- _TASK SET_:
1. In the GPU utilization article, why do the results point to opportunities for more efficient resource requests and improved memory usage? Answer in one to three sentences.
2. Could you reproduce everything in the GPU utilization article from "High-Performance Computing (HPC)" down to "these inefficiencies occur.", word for word?

High-Performance Computing (HPC) systems have become crucial to accelerating scientific discovery and technological innovation. Because of the high demand for these systems, increasing application performance and efficiency on the system can have a significant impact on productivity.
Fifth-year PhD candidate Efe Şencan’s paper, “Analyzing GPU Utilization in HPC Workloads: Insights from Large-Scale Systems,” written in collaboration with CISE Director and Professor Ayşe K. Coşkun (ECE, SE) and co-authors from Lawrence Berkeley National Labs, investigates how these inefficiencies occur.

Graphics Processing Units (GPUs) are the fundamental building blocks powering AI, scientific computing, and large-scale simulations. However, applications using GPUs in HPC systems can have imbalances that result in sub-optimal performance and sub-optimal use of energy and computing resources. The paper, which recently won the Best Paper award at the Practice and Experience in Advanced Research Computing (PEARC) Conference, proposes novel metrics to capture spatial (across GPUs) and temporal (over time) imbalances in applications running on GPU node resource usage.
Results indicate that although temporal balance is typically maintained across jobs, applications often don’t require all of the available GPU memory on a node, pointing to opportunities for more efficient resource requests and improved memory usage in such high-performance computing applications. “Efe’s work provides valuable insights into application efficiency in supercomputers, paving the way for new methods to overcome inefficiencies,” Coşkun said. “As data center energy demand rises at unprecedented levels, improving the efficiency of applications will be essential for meeting the world’s growing compute needs.”

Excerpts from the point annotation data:

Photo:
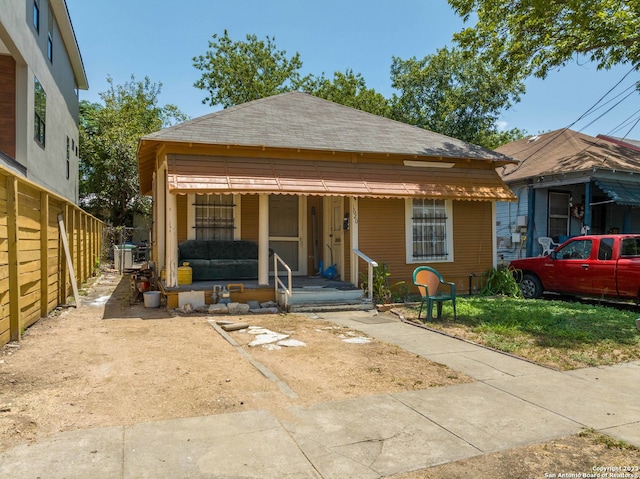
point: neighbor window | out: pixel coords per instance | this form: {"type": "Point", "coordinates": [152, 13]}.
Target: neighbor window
{"type": "Point", "coordinates": [40, 110]}
{"type": "Point", "coordinates": [558, 214]}
{"type": "Point", "coordinates": [214, 217]}
{"type": "Point", "coordinates": [429, 230]}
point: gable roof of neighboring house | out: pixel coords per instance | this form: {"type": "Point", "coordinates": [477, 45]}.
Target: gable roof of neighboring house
{"type": "Point", "coordinates": [303, 123]}
{"type": "Point", "coordinates": [71, 44]}
{"type": "Point", "coordinates": [566, 151]}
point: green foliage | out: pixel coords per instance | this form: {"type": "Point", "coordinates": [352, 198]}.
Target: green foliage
{"type": "Point", "coordinates": [235, 72]}
{"type": "Point", "coordinates": [501, 282]}
{"type": "Point", "coordinates": [449, 92]}
{"type": "Point", "coordinates": [455, 94]}
{"type": "Point", "coordinates": [109, 135]}
{"type": "Point", "coordinates": [381, 290]}
{"type": "Point", "coordinates": [536, 36]}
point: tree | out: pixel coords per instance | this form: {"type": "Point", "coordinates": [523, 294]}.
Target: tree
{"type": "Point", "coordinates": [109, 135]}
{"type": "Point", "coordinates": [535, 36]}
{"type": "Point", "coordinates": [236, 72]}
{"type": "Point", "coordinates": [454, 94]}
{"type": "Point", "coordinates": [348, 89]}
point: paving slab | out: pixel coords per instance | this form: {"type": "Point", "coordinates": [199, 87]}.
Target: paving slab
{"type": "Point", "coordinates": [249, 444]}
{"type": "Point", "coordinates": [622, 377]}
{"type": "Point", "coordinates": [371, 437]}
{"type": "Point", "coordinates": [483, 364]}
{"type": "Point", "coordinates": [629, 433]}
{"type": "Point", "coordinates": [586, 402]}
{"type": "Point", "coordinates": [476, 361]}
{"type": "Point", "coordinates": [488, 419]}
{"type": "Point", "coordinates": [94, 453]}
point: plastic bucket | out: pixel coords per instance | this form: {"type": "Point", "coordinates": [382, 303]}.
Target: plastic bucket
{"type": "Point", "coordinates": [152, 299]}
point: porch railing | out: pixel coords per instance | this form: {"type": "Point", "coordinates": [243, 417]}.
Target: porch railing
{"type": "Point", "coordinates": [372, 264]}
{"type": "Point", "coordinates": [278, 284]}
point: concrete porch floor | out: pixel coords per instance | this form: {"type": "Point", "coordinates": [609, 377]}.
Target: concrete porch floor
{"type": "Point", "coordinates": [307, 288]}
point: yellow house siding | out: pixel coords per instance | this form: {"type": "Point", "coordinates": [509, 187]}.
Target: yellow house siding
{"type": "Point", "coordinates": [182, 218]}
{"type": "Point", "coordinates": [249, 217]}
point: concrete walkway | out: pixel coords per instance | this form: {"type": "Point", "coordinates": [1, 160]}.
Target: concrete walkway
{"type": "Point", "coordinates": [512, 403]}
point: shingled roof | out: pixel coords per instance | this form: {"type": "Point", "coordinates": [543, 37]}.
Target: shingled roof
{"type": "Point", "coordinates": [565, 151]}
{"type": "Point", "coordinates": [301, 121]}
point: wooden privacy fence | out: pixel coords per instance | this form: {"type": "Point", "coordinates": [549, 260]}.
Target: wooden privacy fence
{"type": "Point", "coordinates": [34, 272]}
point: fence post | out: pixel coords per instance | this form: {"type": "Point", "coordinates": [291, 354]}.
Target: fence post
{"type": "Point", "coordinates": [14, 284]}
{"type": "Point", "coordinates": [44, 254]}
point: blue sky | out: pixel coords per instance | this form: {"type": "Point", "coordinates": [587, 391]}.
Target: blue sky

- _EXERCISE RESULTS_:
1. The results show that applications often don't require all of the available GPU memory on a node. That is why they point to opportunities for more efficient resource requests and improved memory usage in high-performance computing applications.

2.
High-Performance Computing (HPC) systems have become crucial to accelerating scientific discovery and technological innovation. Because of the high demand for these systems, increasing application performance and efficiency on the system can have a significant impact on productivity.
Fifth-year PhD candidate Efe Şencan’s paper, “Analyzing GPU Utilization in HPC Workloads: Insights from Large-Scale Systems,” written in collaboration with CISE Director and Professor Ayşe K. Coşkun (ECE, SE) and co-authors from Lawrence Berkeley National Labs, investigates how these inefficiencies occur.